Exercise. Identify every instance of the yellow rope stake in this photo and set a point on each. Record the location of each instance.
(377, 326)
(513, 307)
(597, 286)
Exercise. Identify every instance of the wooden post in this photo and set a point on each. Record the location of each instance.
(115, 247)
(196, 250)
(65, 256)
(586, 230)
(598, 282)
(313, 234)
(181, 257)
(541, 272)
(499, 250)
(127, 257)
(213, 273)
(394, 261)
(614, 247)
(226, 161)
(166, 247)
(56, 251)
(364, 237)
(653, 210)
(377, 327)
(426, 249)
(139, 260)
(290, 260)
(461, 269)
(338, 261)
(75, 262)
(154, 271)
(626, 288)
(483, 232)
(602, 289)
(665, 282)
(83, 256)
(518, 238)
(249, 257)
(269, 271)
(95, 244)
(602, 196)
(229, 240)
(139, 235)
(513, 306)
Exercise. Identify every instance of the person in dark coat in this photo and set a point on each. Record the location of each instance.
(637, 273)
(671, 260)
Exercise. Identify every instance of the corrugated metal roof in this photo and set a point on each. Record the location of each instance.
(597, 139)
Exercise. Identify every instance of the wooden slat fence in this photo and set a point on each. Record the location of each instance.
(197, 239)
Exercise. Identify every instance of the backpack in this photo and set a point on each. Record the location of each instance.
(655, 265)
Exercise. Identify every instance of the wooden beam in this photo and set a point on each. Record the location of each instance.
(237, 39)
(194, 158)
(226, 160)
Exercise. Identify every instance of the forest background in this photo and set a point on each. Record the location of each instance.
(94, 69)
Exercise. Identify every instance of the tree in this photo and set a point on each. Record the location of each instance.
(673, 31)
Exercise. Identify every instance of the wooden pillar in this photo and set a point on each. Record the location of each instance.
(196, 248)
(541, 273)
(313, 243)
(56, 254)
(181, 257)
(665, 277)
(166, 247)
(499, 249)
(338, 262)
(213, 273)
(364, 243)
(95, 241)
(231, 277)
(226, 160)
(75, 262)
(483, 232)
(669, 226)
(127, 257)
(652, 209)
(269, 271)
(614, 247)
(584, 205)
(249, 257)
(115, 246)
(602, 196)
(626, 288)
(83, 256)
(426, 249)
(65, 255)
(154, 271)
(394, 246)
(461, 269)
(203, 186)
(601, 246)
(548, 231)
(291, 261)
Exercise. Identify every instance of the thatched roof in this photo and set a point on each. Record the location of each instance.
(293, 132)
━━━━━━━━━━
▸ **Task prompt**: The full data, transcribed without change, is the expected answer.

▸ **Task solution**:
Exercise. Identify every instance of the yellow rope stake in this photo and set a point on each. Record the location of each instance.
(377, 326)
(513, 307)
(597, 286)
Exercise. Identify every instance of the wooden post in this photo and set a point on each. Record the location of each instance.
(115, 247)
(196, 250)
(65, 256)
(586, 230)
(598, 282)
(313, 234)
(181, 257)
(541, 272)
(499, 250)
(127, 257)
(213, 273)
(394, 261)
(614, 247)
(226, 161)
(166, 247)
(56, 251)
(364, 237)
(653, 210)
(377, 327)
(426, 249)
(139, 260)
(290, 260)
(461, 269)
(338, 261)
(75, 262)
(154, 271)
(626, 288)
(483, 232)
(602, 289)
(665, 282)
(83, 256)
(518, 238)
(249, 257)
(269, 271)
(95, 244)
(602, 196)
(229, 240)
(139, 235)
(513, 306)
Exercise. Identify every instance of the person in dark coat in this photo and set a point on each. Record the location of each instance.
(637, 273)
(671, 260)
Exercise. Identify every instance of the corrugated metal roof in this photo and set a point on each. Record the location of each instance.
(597, 139)
Exercise. Identify every instance of the wooden slat fence in this photo and set a point on each. Record the location of each instance.
(197, 239)
Exercise. Identify every instance of the backpack in this photo and set a point on each. Record the location of each instance.
(655, 265)
Exercise. Identify every instance of the wooden beam in this photo and set a point on each. Record the location of each instance.
(237, 39)
(194, 158)
(226, 160)
Exercise. Identify every instance of the forest background in this photo and set a point on each. Record the location of each instance.
(94, 69)
Exercise. Identify every instance of the tree in this photo and set a point on each. Record the location of each instance.
(673, 31)
Exercise. Identify every instance of the wooden pillar in this photo and set a point on each. Record the location of each instance.
(196, 248)
(541, 273)
(313, 243)
(56, 254)
(181, 257)
(665, 277)
(166, 247)
(499, 249)
(338, 262)
(213, 273)
(364, 243)
(95, 241)
(231, 277)
(226, 160)
(75, 262)
(483, 232)
(669, 226)
(127, 257)
(652, 209)
(269, 271)
(614, 247)
(584, 205)
(249, 257)
(115, 246)
(602, 196)
(626, 288)
(83, 256)
(426, 249)
(65, 255)
(154, 271)
(394, 246)
(461, 269)
(203, 186)
(601, 246)
(548, 231)
(291, 261)
Exercise. Identify every instance of the thatched roof in this photo and set a point on each. Record the location of each instance.
(293, 132)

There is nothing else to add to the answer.